* [MATERIAL PROVIDED]:
★ ★ ★ ★

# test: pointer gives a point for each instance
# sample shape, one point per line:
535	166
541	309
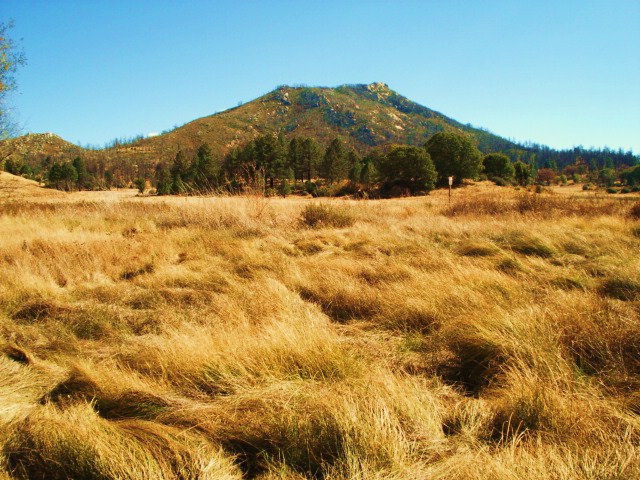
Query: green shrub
319	215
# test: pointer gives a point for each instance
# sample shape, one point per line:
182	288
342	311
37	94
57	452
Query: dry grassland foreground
244	337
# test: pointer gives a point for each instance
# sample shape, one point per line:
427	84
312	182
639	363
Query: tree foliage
407	168
498	165
11	57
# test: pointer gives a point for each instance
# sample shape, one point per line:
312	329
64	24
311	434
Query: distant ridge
363	115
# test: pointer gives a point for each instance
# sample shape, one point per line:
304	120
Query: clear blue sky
561	73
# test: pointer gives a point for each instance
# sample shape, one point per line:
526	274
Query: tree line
273	164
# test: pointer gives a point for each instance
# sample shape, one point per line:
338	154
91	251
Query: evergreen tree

★ ★ ★ ★

* [YOUR INSTRUCTIONS]: Count the lines in the entries above that contain the string "tree", treating uppercase and lowercase as distinct. Reply with the number alone.

* [TASK SOLUTION]: 3